• Actions to take:
1/ Transcribe the portion of the blog post about the Shaheen amendment that begins at the words "More than 400,000" and ends after the words "civilians they protect.".
2/ According to the blog post about the Shaheen amendment, how many women currently serve in the United States Armed Forces?

Carol Rose, executive director of the ACLU of Massachusetts, originally wrote this blog for Boston.com.
Read our letter to Sen. Brown (PDF)
Senator Scott Brown can make good on his promise to support our troops and veterans this week by supporting a proposal by New Hampshire Senator Jeanne Shaheen to ensure that military servicewomen and their families have the same access to medical care as their civilian counterparts.
Sen. Shaheen’s amendment to the National Defense Authorization Act (the Act that funds our troops) would allow the military health system to cover abortion care in cases of rape and incest--and only in those cases--just as the federal government does for all other federal employees, women enrolled in Medicaid, and women in federal prisons.
More than 400,000 women currently serve in the United States Armed Forces. At a time when servicewomen and their families put their lives and limbs at risk to preserve our rights and freedom, it’s critical that Congress ensure that they have the same care as the civilians they protect.
It’s also a chance for Senator Brown to show that he puts the needs of our troops before demands of ideological purity among some in his party. And it is particularly important since women in the military are raped far more frequently than their civilian counterparts.

• Source data:
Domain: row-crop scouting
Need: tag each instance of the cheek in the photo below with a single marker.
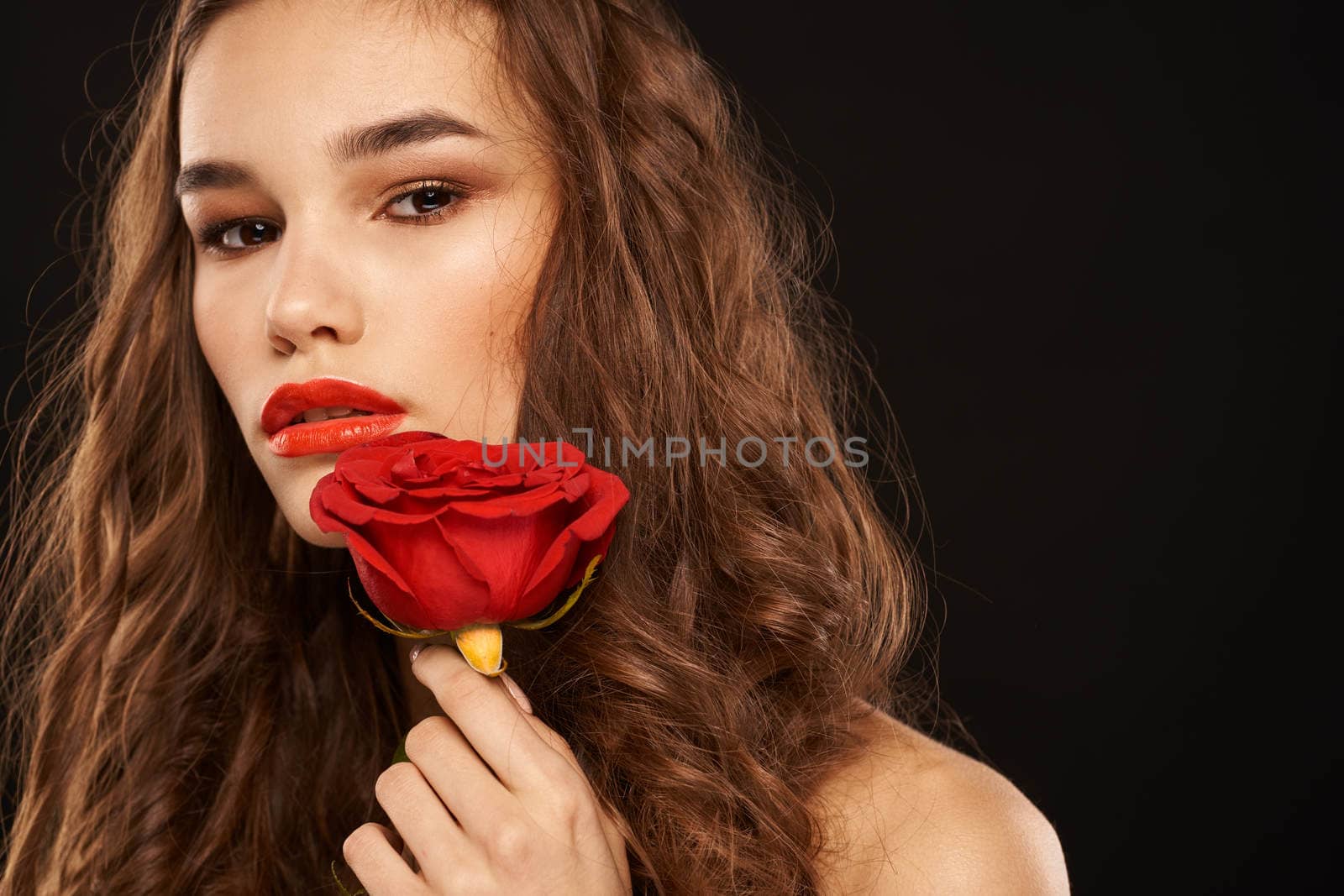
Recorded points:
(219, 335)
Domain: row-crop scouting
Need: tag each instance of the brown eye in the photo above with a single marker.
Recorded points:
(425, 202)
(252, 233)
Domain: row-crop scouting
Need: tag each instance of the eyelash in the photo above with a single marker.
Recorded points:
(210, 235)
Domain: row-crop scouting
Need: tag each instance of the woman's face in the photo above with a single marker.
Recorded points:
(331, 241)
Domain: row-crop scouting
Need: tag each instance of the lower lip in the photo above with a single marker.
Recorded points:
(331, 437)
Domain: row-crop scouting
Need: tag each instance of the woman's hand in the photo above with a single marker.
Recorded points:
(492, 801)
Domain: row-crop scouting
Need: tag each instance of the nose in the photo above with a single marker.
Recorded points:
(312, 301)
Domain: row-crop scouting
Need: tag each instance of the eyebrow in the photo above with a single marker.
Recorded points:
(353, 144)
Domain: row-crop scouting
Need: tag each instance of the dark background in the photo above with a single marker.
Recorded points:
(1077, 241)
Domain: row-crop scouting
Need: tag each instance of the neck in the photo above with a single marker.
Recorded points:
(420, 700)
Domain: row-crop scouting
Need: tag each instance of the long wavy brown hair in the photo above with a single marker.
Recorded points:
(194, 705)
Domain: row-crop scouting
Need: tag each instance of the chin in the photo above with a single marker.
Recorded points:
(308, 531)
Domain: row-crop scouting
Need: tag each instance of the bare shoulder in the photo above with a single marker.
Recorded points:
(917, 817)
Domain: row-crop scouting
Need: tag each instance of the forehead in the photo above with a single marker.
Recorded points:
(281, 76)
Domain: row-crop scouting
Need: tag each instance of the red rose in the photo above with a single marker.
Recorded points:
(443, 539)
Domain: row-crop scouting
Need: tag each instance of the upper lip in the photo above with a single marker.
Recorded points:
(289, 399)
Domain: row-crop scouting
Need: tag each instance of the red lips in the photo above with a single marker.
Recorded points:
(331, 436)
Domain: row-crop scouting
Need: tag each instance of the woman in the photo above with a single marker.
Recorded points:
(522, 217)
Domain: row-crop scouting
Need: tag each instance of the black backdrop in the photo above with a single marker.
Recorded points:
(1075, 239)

• Answers given:
1/
More than 400,000 women currently serve in the United States Armed Forces. At a time when servicewomen and their families put their lives and limbs at risk to preserve our rights and freedom, it’s critical that Congress ensure that they have the same care as the civilians they protect.

2/ More than 400,000 women.